----- Input
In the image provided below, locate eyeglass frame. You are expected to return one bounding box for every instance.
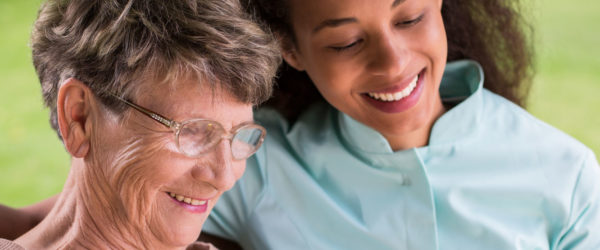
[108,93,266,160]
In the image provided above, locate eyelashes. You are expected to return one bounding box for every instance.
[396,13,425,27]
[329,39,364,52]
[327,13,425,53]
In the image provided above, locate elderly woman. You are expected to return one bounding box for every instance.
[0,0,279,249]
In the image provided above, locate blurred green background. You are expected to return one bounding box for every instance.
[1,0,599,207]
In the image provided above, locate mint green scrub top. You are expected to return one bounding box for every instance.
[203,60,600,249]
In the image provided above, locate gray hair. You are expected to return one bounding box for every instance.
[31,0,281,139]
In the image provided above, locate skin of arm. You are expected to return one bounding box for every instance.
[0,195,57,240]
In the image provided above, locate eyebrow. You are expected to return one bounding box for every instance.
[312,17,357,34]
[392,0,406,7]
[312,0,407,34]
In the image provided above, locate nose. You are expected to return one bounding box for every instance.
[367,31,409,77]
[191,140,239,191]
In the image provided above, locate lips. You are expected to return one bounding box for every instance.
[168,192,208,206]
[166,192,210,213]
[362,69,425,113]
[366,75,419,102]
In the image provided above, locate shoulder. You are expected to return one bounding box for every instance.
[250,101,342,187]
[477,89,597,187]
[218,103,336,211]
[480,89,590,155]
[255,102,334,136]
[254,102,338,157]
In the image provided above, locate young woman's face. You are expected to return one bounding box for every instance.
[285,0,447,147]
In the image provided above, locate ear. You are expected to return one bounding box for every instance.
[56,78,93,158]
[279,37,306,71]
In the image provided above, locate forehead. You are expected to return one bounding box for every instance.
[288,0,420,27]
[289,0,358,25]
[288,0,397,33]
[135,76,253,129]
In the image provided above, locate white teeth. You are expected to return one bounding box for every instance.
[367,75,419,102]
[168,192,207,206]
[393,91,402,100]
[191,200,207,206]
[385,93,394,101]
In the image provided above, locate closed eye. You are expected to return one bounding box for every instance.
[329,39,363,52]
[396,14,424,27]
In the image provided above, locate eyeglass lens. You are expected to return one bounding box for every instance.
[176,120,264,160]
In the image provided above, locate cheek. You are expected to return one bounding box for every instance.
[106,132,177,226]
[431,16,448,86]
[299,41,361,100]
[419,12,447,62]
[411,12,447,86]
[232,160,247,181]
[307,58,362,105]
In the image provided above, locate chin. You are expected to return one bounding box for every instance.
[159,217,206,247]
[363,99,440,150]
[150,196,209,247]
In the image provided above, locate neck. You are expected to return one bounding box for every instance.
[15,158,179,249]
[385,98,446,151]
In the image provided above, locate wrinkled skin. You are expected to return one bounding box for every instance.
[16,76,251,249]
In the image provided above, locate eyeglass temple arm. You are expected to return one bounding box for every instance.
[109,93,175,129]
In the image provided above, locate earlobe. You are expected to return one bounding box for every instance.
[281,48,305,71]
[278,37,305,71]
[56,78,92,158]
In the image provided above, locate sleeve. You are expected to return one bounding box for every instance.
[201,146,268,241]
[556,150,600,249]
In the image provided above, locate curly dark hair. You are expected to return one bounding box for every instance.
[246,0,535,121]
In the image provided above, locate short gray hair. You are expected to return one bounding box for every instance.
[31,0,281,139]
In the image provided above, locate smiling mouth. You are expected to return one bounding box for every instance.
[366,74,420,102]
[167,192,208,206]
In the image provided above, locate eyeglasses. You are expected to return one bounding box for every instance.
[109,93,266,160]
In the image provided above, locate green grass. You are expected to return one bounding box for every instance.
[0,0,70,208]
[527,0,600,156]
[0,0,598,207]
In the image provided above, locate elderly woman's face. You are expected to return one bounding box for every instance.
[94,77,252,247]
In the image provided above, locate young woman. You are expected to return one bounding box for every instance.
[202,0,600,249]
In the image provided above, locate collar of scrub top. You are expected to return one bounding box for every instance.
----------
**Task prompt:**
No pictures go in the copy. Set down all the data exactly.

**Response to this task:**
In the image provided below, locate eyeglass frame. You are expected to return one bounding box for every instance.
[108,93,266,160]
In the image provided above, locate eyelashes. You are expected to return one bounding box for every instance.
[396,13,425,27]
[329,39,364,52]
[327,13,425,53]
In the image provided above, locate elderly woman. You are expected to return one bounding box for every instance.
[0,0,279,249]
In the image provided above, locate blurred green background. You are expected to return one bounding box for every instance.
[1,0,599,207]
In the image provided above, locate mint green scrub top. You are expected to return one bounding box for every instance.
[203,60,600,249]
In the image provided above, locate gray hair. You are expected to return one bounding box for every instance.
[31,0,281,139]
In the image provided above, locate skin of arm. You are expected to return one bounding box for every instance.
[0,195,57,240]
In the image provided above, locate eyebrow. You are expected to return one bounding box for every instance.
[312,17,357,34]
[392,0,406,7]
[312,0,407,34]
In the image provided above, locate nose. You are expected to return one bounding box for every instance.
[367,31,409,77]
[191,140,239,191]
In the image provided above, locate lips. You are expected to return one bounding box for every instance.
[168,192,208,206]
[166,192,210,213]
[362,69,425,113]
[366,75,419,102]
In the image provided above, locate shoulder. You are expected to return one bounding box for every instance.
[250,101,342,187]
[477,89,597,187]
[218,103,336,211]
[480,89,590,155]
[255,102,334,136]
[254,102,338,157]
In the image provided above, locate young woman's face. You are expected to return one bounding box for every instance.
[285,0,447,147]
In the image provided above, locate ear. You are expected to return one bounding box for every instance.
[56,78,93,158]
[279,37,306,71]
In the image provided above, locate forehead. You are expected to return one bounding box for every instance.
[288,0,420,27]
[289,0,358,25]
[288,0,397,33]
[135,76,253,129]
In the image provided above, locate white teeth. You are expected to return one bounding box for every instance.
[367,75,419,102]
[168,192,207,206]
[393,91,402,100]
[191,200,207,206]
[385,93,394,101]
In the image provided above, locate closed eye. You are expected to return one bounding box for every instance.
[329,39,363,52]
[396,14,424,27]
In the image provided above, locate eyeglass lens. You are expected to return one bounding box for every instance.
[176,120,264,160]
In the image provided above, locate cheek. You are expected to return one bounding box for every instance.
[106,132,177,226]
[431,16,448,86]
[299,41,361,100]
[419,12,447,62]
[411,12,447,86]
[232,160,247,181]
[307,58,362,105]
In the image provided above, locate chin. You are expected to return one bounding box for every instance.
[159,217,206,247]
[363,99,440,150]
[150,196,209,247]
In the image provided above, locate neck. You are expected to return one bounding box for every instance.
[15,158,179,249]
[385,98,446,151]
In the image provided above, locate wrinkled skin. You are expected to return one bounding box for every instance.
[16,76,251,249]
In the image provided above, locate eyeglass temple arm. You are expected to return one bounding box for every instance.
[109,93,175,129]
In the image provided above, locate earlobe. You are expected to return one bounding box for every instance.
[281,48,305,71]
[278,37,305,71]
[56,78,92,158]
In the image provided above, locate sleeve. You are expected to return one bounding box for every instance.
[201,146,268,241]
[556,150,600,249]
In the image provided above, locate curly dark hair. You are expected to return one bounding box for every instance.
[246,0,535,121]
In the image provided above, locate short gray hair. You are expected to return one bounding box for every instance.
[31,0,281,139]
In the image provided above, locate smiling mouth. You are expected to return one bounding box for every instance.
[366,74,420,102]
[167,192,208,206]
In the image provided above, locate eyeglasses. You are expected to return one bounding box for every instance.
[109,93,266,160]
In the image provided above, locate green grass. You are expected to return one bounding box for every instance.
[0,0,70,208]
[527,0,600,156]
[0,0,598,207]
In the image provided above, locate elderly woman's face. You are expected to return one bounding box for every instance.
[94,77,252,247]
In the image provided above, locate young woman. You are expected to return one bounding box for every instance.
[202,0,600,249]
In the image provided above, locate collar of scrub top. You are expected to return one bounding box for every instance.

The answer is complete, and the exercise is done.